Text section:
In a more abstract sense it is set in the liminal space between Wop-o-philia and Wop-o-phobia
The screenwriter clearly influenced by the particular paranoia peddled by those articles about Airbnb host-voyeurs, though perhaps not by the associated plugs for handy apps that largely deal with the problem.
This movie is deeply silly. There's a rabbit stew scene that is practically on the plane of self-parody. The female interest is 100% a male interest. 
Yet the final 20 minutes or so up the levels of silliness to a point that almost redeems all that came before.


Anti-colados

Yesterday a member of the local ex-pats group on FB wondered out loud why there were native Guatemalans colados therein. 

The comment stream was soon disabled. 

An obsession with the protection of purity is a key part of the American mindset.  I’ve written (ranted?) here before how the puritan origins of the USA still inform its politics quite dramatically. 

Whether we’re talking walls to keep outsiders out, McCarthyist purges - on both the left and the right  - #metoo, no-platforming and so on, the neuroses of self-purification persist.

These amorphous, pitchfork wielding, context unaware, puritanical mobs have gone digital and have thus spread beyond the borders of the US in a way that no wall, however beautiful, can prevent. 

The contagion has reached British politics undoubtedly.  Our barrier wall will be Brexit and the end it promises to the free movement of foreign contaminants.   

Yet perhaps this is not so new or indeed alien. If you trace back some of the more educated leavers’ obsession with parliamentary sovereignty in historical terms, you eventually reach the 1650s and the English civil wars, an era when puritanical mobs were very much de rigeur.


Friday, January 11, 2019

This did not bring me joy....

Netflix has clearly stumbled upon the idea for one of the worst television programmes ever made. It's so bad that for the first ten minutes or so of episode one I was convinced it had to be on of those satirical fly-on-the wall documentaries. 





The format is derivative  resembling in its essence Dog Whisperer — that show where the patronising bloke from Culiacán enters the homes of annoying people ostensibly to sort out their unruly pets, but ultimately managing to resolve at least some of their #firstworldproblems along the way.

Listed records:

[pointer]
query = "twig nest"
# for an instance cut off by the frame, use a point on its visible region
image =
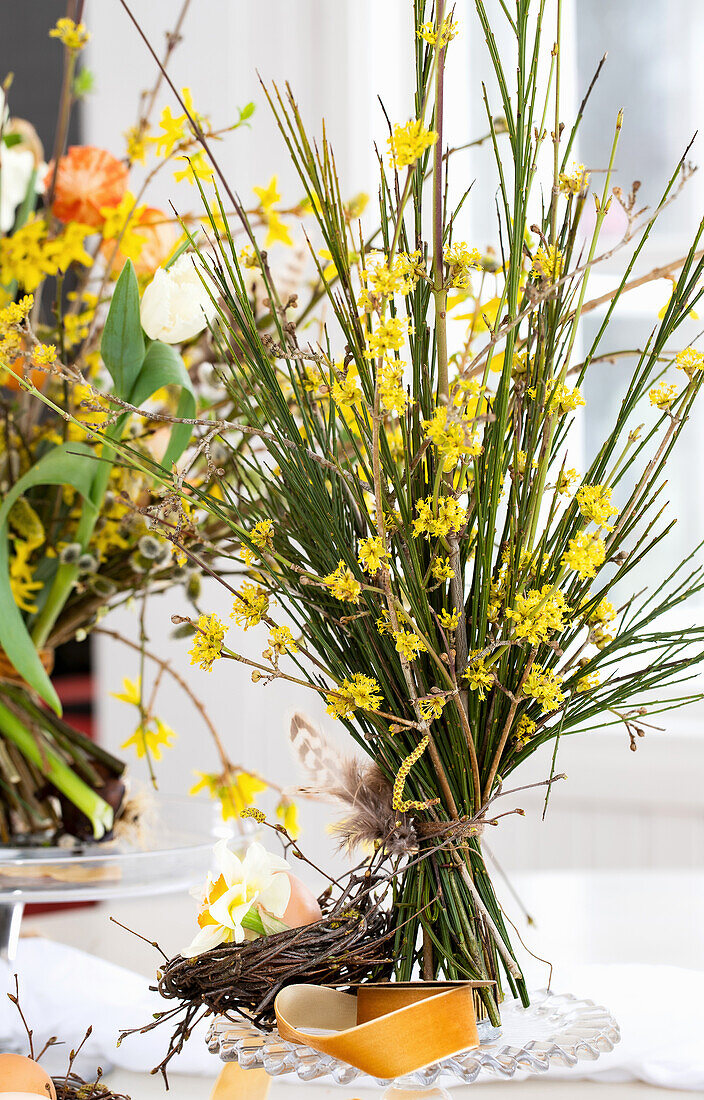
(19, 1074)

Exercise instructions: Reproduce the blog excerpt above in full, word for word.

Answer for the task:
In a more abstract sense it is set in the liminal space between Wop-o-philia and Wop-o-phobia
The screenwriter clearly influenced by the particular paranoia peddled by those articles about Airbnb host-voyeurs, though perhaps not by the associated plugs for handy apps that largely deal with the problem.
This movie is deeply silly. There's a rabbit stew scene that is practically on the plane of self-parody. The female interest is 100% a male interest. 
Yet the final 20 minutes or so up the levels of silliness to a point that almost redeems all that came before.


Anti-colados

Yesterday a member of the local ex-pats group on FB wondered out loud why there were native Guatemalans colados therein. 

The comment stream was soon disabled. 

An obsession with the protection of purity is a key part of the American mindset.  I’ve written (ranted?) here before how the puritan origins of the USA still inform its politics quite dramatically. 

Whether we’re talking walls to keep outsiders out, McCarthyist purges - on both the left and the right  - #metoo, no-platforming and so on, the neuroses of self-purification persist.

These amorphous, pitchfork wielding, context unaware, puritanical mobs have gone digital and have thus spread beyond the borders of the US in a way that no wall, however beautiful, can prevent. 

The contagion has reached British politics undoubtedly.  Our barrier wall will be Brexit and the end it promises to the free movement of foreign contaminants.   

Yet perhaps this is not so new or indeed alien. If you trace back some of the more educated leavers’ obsession with parliamentary sovereignty in historical terms, you eventually reach the 1650s and the English civil wars, an era when puritanical mobs were very much de rigeur.


Friday, January 11, 2019

This did not bring me joy....

Netflix has clearly stumbled upon the idea for one of the worst television programmes ever made. It's so bad that for the first ten minutes or so of episode one I was convinced it had to be on of those satirical fly-on-the wall documentaries. 





The format is derivative  resembling in its essence Dog Whisperer — that show where the patronising bloke from Culiacán enters the homes of annoying people ostensibly to sort out their unruly pets, but ultimately managing to resolve at least some of their #firstworldproblems along the way.